_EXCERPTED TEXT:_
▬▬▬▬▬▬
During my internship at Synapxe, I worked on several AI/ML and data engineering projects in the healthcare domain, involving unauthorised data access detection, Retrieval-Augmented Generation, data loss prevention, and feature engineering optimisation. Most of my work involved building Python-based tools, testing different machine learning or NLP approaches, and improving existing systems so that they are faster, easier to use, and more reliable.
One of my main projects was an unauthorised data access detection tool, which classifies authorised and unauthorised access to patients' records. The records were flagged based on access time, login user role, and free-text explanations given by users. Since the explanation field was unstructured text, I explored NLP approaches such as spaCy, sentence-transformers, cosine similarity, K-Nearest Neighbours, Centroids, Support Vector Machines, Logistic Regression, Random Forest, and Naive Bayes to classify whether an explanation was acceptable or unacceptable.
I also worked on deploying LightRAG on Azure App Service. LightRAG is a graph-based Retrieval-Augmented Generation framework that extracts entities and relations across document chunks, allowing it to answer relation-centric queries more effectively. During the deployment, I had to debug Azure App Service issues, resolve wheelhouse dependency problems, understand startup commands, and work with Azure development tools such as Bash and SSH to inspect deployed files directly.
▬▬▬▬▬▬
_DATASET CONTENT:_
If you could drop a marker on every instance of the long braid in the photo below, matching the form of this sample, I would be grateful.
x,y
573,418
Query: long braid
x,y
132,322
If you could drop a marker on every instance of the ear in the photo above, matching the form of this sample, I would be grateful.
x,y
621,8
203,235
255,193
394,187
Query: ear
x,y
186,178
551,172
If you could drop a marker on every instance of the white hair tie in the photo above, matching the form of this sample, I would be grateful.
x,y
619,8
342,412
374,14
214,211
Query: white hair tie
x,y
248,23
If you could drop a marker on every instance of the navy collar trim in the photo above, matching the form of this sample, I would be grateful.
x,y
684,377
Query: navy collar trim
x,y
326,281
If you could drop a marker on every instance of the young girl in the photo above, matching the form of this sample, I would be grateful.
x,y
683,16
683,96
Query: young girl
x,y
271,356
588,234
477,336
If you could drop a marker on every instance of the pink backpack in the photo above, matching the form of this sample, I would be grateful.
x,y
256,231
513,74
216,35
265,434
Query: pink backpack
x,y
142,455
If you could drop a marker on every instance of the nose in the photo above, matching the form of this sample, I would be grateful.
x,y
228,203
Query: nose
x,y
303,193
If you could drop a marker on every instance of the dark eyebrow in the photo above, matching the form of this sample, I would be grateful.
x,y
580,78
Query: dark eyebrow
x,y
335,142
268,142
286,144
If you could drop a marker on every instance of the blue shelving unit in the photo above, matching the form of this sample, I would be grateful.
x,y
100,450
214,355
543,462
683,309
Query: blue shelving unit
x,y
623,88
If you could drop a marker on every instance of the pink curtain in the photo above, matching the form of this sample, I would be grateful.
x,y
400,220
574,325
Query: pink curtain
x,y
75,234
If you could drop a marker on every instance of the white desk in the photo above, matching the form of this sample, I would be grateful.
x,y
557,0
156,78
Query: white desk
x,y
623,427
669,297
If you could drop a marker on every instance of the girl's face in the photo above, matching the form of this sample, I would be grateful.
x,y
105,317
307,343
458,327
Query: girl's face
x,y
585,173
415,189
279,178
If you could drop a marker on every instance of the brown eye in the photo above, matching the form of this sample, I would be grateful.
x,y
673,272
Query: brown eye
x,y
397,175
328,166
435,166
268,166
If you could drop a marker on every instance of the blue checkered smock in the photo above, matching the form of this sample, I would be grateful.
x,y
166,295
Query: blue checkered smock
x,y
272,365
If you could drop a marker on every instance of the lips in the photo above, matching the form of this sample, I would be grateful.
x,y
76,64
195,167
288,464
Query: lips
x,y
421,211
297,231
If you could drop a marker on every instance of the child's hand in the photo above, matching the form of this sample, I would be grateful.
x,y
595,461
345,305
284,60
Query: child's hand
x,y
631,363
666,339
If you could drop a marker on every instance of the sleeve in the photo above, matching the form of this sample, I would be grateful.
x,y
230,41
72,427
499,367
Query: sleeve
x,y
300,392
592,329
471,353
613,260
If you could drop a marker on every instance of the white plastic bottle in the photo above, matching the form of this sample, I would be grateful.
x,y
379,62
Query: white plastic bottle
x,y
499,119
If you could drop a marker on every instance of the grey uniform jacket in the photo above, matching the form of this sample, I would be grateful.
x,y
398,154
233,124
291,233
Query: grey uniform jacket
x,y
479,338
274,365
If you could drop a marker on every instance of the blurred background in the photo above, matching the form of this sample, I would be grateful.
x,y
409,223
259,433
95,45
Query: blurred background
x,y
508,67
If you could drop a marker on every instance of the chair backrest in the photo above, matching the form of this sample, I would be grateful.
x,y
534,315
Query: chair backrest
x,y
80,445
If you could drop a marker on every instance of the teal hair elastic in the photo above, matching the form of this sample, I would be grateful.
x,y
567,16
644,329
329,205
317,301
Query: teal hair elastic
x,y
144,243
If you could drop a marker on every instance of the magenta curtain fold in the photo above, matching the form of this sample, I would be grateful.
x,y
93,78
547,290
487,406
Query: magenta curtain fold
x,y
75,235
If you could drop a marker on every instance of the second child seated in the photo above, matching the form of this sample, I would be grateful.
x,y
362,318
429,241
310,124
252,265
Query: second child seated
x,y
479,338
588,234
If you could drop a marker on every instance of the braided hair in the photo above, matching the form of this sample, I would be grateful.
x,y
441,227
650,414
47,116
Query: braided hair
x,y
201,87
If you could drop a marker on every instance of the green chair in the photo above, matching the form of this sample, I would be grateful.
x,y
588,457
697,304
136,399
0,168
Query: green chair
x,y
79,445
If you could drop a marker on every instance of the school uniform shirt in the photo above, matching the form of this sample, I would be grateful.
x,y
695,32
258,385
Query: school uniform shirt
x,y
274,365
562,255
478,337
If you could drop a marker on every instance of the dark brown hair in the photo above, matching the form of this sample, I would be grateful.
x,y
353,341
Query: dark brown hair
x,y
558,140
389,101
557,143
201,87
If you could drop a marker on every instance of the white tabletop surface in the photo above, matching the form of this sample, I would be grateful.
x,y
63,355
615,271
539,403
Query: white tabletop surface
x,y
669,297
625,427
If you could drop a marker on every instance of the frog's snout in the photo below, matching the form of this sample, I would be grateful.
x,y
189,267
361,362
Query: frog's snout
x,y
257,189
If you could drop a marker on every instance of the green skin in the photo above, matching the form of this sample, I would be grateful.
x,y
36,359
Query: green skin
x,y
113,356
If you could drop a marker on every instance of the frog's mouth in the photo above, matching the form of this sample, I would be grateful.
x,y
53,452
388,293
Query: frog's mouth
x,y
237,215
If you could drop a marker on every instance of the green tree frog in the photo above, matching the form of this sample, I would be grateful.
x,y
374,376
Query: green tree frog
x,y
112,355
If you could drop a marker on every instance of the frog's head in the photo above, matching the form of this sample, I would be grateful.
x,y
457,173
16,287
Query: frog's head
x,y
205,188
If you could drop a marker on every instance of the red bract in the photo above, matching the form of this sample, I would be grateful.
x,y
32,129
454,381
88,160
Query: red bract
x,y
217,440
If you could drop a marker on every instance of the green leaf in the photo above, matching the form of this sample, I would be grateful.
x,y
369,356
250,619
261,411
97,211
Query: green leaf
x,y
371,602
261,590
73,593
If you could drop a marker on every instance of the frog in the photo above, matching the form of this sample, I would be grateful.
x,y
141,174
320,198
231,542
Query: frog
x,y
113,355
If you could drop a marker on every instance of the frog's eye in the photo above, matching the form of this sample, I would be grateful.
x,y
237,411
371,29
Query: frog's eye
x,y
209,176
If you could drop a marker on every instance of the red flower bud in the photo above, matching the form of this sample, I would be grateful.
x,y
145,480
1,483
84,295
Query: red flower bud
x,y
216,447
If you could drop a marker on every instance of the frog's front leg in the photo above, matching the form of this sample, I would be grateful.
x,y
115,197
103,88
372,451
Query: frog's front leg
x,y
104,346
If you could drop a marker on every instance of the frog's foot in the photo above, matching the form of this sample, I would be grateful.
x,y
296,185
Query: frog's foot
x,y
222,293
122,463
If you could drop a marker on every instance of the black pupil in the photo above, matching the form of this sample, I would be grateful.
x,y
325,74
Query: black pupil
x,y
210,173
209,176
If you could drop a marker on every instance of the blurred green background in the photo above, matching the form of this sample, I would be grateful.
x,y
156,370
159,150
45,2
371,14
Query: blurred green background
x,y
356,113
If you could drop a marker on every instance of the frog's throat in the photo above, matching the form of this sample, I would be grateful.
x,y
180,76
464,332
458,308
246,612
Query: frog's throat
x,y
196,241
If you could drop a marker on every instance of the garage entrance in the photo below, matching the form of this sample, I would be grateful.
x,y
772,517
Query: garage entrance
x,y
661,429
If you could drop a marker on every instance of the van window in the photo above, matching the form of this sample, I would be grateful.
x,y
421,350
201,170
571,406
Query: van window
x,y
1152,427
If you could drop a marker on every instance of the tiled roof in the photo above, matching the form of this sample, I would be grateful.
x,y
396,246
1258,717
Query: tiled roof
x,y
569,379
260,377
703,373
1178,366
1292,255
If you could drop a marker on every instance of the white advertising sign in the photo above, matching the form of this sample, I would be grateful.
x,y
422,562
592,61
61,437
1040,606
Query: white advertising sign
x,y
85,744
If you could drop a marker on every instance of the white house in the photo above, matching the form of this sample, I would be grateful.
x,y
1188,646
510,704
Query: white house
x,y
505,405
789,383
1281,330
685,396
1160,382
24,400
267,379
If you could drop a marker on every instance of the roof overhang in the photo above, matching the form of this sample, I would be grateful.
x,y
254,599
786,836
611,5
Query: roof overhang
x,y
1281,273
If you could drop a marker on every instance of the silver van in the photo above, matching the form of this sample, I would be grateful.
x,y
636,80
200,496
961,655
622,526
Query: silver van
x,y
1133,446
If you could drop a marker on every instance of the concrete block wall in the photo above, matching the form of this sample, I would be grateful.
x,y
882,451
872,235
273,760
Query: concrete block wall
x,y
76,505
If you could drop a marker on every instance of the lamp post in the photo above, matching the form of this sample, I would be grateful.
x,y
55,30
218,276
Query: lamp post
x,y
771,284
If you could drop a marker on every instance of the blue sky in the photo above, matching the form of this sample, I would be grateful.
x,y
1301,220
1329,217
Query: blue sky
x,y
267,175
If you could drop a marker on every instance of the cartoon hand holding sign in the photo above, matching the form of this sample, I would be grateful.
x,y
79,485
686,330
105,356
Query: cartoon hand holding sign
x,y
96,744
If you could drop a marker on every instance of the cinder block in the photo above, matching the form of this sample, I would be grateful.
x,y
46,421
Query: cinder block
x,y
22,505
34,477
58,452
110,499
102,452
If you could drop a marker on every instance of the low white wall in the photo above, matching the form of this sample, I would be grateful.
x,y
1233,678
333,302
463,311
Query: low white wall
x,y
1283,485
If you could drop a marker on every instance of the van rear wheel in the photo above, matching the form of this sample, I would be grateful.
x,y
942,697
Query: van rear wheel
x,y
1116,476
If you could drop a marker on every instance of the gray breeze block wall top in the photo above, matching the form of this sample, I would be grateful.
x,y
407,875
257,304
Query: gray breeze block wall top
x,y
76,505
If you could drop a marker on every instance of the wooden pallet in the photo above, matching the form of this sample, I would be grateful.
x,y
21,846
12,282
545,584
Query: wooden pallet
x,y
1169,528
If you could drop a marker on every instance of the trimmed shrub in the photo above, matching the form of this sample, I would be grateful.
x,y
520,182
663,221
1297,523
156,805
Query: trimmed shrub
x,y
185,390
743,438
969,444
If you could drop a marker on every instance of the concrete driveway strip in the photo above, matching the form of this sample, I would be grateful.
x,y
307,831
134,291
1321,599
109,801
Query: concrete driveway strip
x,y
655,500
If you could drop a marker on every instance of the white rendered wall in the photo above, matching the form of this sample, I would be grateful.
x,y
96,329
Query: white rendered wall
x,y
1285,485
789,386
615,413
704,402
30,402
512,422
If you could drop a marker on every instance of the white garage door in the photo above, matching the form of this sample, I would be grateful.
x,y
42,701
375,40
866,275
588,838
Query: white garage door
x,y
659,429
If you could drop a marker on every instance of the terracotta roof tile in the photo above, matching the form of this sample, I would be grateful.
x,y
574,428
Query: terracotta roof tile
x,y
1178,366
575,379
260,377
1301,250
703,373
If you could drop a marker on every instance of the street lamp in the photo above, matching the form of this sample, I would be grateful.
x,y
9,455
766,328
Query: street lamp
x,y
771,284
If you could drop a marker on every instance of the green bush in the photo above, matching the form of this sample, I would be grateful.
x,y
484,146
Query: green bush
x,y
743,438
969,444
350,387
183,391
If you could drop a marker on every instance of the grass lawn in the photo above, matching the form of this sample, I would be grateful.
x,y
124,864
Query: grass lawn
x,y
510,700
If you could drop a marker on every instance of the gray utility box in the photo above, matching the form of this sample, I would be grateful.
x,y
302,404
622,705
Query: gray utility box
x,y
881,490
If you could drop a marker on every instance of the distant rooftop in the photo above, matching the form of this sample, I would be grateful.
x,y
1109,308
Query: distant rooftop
▬▬▬▬▬▬
_WHAT YOU WILL DO:_
[1] List the four areas that the internship account says the AI/ML and data engineering projects involved.
[2] Resume the internship account after its last sentence and carry it forward.
The rows come from a separate source and are unrelated to the internship account.

_RESULTS IN ORDER:_
[1]
- Unauthorised data access detection
- Retrieval-Augmented Generation
- Data loss prevention
- Feature engineering optimisation

[2]
For the AI2D project, I helped optimise the feature building pipeline by migrating parts of the codebase from Pandas to Polars. I first studied the existing code flow, created flowcharts to understand the dependencies between files, then incrementally converted functions from the leaf nodes upwards. This reduced feature loading time from around 282 seconds to 22 seconds on a desktop, and from around 443 seconds to 78 seconds on a laptop.
I also explored data loss prevention use cases using local LLMs through Ollama. I built a basic prototype that extracts personally identifiable information from strings, then improved the reliability of extraction through prompt engineering, such as tailoring instructions to Singapore-specific formats for phone numbers and other sensitive information.